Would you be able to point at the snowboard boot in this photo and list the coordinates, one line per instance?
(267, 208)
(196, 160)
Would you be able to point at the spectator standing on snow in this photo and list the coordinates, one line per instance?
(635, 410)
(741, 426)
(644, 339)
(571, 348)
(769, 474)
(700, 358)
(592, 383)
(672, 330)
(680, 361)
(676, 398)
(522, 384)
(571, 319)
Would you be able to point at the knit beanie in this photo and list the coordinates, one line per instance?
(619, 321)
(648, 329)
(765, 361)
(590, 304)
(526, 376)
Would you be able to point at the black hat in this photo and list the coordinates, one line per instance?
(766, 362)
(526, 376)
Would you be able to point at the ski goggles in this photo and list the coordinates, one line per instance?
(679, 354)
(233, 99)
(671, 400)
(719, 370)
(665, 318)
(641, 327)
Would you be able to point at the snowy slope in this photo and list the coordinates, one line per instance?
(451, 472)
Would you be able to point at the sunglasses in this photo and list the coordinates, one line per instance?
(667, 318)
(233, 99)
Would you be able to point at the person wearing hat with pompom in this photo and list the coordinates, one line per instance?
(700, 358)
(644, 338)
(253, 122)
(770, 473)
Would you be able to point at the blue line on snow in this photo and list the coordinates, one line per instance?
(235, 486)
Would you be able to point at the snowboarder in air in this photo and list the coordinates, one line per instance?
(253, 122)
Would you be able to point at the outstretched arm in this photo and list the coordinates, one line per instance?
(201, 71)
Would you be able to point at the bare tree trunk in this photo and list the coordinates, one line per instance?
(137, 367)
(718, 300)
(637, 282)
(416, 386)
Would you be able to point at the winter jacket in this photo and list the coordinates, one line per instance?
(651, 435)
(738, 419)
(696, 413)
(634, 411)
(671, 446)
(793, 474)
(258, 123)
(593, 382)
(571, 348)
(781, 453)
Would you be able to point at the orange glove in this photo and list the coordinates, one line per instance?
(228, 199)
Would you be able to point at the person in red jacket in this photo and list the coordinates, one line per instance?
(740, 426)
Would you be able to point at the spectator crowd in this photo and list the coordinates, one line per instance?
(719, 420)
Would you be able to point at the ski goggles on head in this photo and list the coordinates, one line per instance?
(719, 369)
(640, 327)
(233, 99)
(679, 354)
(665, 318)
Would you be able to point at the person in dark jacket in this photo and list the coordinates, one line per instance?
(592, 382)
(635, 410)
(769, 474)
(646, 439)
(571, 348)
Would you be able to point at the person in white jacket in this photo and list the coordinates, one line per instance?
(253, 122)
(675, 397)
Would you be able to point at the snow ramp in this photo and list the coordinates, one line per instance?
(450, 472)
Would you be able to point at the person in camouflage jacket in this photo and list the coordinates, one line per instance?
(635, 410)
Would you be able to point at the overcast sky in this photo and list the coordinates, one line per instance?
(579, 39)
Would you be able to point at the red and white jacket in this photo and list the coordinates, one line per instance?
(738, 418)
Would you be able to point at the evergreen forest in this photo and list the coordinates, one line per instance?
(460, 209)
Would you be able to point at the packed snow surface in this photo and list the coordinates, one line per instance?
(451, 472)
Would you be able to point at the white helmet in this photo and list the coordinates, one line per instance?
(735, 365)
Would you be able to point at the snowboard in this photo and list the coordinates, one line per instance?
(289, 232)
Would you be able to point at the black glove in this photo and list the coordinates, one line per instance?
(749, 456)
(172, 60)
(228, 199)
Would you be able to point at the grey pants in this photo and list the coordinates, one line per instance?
═══
TO BE DONE
Render every one of the lines above as a JSON list of strings, one string per line, and leave out any blank lines.

REPLY
[
  "Would you be able to point at the snowboard boot in this photo and list the coordinates, one line per instance?",
  "(267, 208)",
  "(196, 160)",
  "Would you be able to point at the spectator standing on snow in this photo and list the coordinates, one line per instance?",
  "(635, 410)",
  "(741, 426)",
  "(644, 339)",
  "(571, 348)",
  "(769, 474)",
  "(700, 358)",
  "(592, 383)",
  "(672, 330)",
  "(680, 361)",
  "(676, 398)",
  "(522, 384)",
  "(571, 319)",
  "Would you be able to point at the knit beanie in this photo and list the coordinates, one line per instance?",
  "(619, 321)",
  "(648, 329)",
  "(765, 361)",
  "(590, 304)",
  "(526, 376)",
  "Would you be able to point at the black hat in this photo and list the coordinates, one line per instance?",
  "(766, 362)",
  "(526, 376)",
  "Would you be able to point at the ski goggles in this photo and list the coordinates, one line per instance?",
  "(679, 354)",
  "(233, 99)",
  "(671, 400)",
  "(719, 370)",
  "(665, 318)",
  "(641, 327)",
  "Would you be able to point at the snowy slope in this photo and list the coordinates, one line per instance?",
  "(451, 472)",
  "Would you be able to point at the sunglasses in this photo and list the coordinates, one line per instance?",
  "(667, 318)",
  "(233, 99)",
  "Would you be able to point at the person wearing hat with pompom in this photo and list the coordinates, one line per instance?",
  "(700, 358)",
  "(644, 338)",
  "(253, 122)",
  "(770, 473)",
  "Would you be able to point at the blue line on snow in this photo and list the coordinates, one line per instance?",
  "(235, 486)",
  "Would you be able to point at the snowboarder in air in this photo and list the coordinates, one line per instance?",
  "(253, 122)",
  "Would you be able to point at the outstretched arm in this photo and list the coordinates, one line per instance?",
  "(201, 71)",
  "Would you be able to point at the bare tree trunk in this photo and list the coordinates, one line per instance?",
  "(137, 367)",
  "(718, 300)",
  "(637, 282)",
  "(416, 386)",
  "Would you be able to point at the winter jacket in this photo and list the coordinates, one line per instance?",
  "(651, 435)",
  "(738, 419)",
  "(696, 413)",
  "(634, 411)",
  "(671, 446)",
  "(793, 474)",
  "(258, 123)",
  "(593, 382)",
  "(571, 348)",
  "(781, 453)",
  "Would you be able to point at the orange glove in this photo and list the coordinates, one line per instance?",
  "(228, 199)",
  "Would you be able to point at the person in red jacket in this photo and list the coordinates, one line per instance?",
  "(740, 426)",
  "Would you be able to point at the spectator crowd in this photo and list the coordinates, one line per instance?",
  "(719, 420)",
  "Would you be able to point at the ski goggles on head in this photo and list the coordinates, one line per instance?",
  "(719, 369)",
  "(640, 327)",
  "(233, 99)",
  "(679, 354)",
  "(665, 318)",
  "Would you be able to point at the person in dark jacket in this photo and list the coordinates, one line per instance?",
  "(592, 382)",
  "(635, 410)",
  "(769, 474)",
  "(646, 439)",
  "(571, 348)",
  "Would you be able to point at the person in white jacket in this photo and list the coordinates, one line per instance?",
  "(253, 122)",
  "(675, 397)",
  "Would you be able to point at the snow ramp in this photo and list the coordinates, one line per instance?",
  "(450, 472)",
  "Would you be able to point at the person in camouflage jacket in this photo and list the coordinates, one line per instance?",
  "(635, 410)",
  "Would you be able to point at the overcast sky in this photo and list the coordinates, one line per instance?",
  "(579, 39)",
  "Would you be able to point at the red and white jacket in this photo and list the coordinates, one line per instance?",
  "(738, 418)",
  "Would you be able to point at the evergreen forest in this photo and list the coordinates, one line per instance?",
  "(460, 209)",
  "Would you be able to point at the packed snow surface in this photo and list the coordinates, one line per instance?",
  "(451, 472)",
  "Would you be able to point at the white helmet in this photo and list the coordinates, one line per instance?",
  "(735, 365)",
  "Would you be able to point at the snowboard in this photo and list the coordinates, one line per instance?",
  "(289, 232)",
  "Would you be able to point at the black glove in this photo and list the coordinates, one line per instance?",
  "(749, 456)",
  "(172, 60)",
  "(228, 199)",
  "Would you be able to point at the grey pants in this photo and list the coordinates, one line per instance?"
]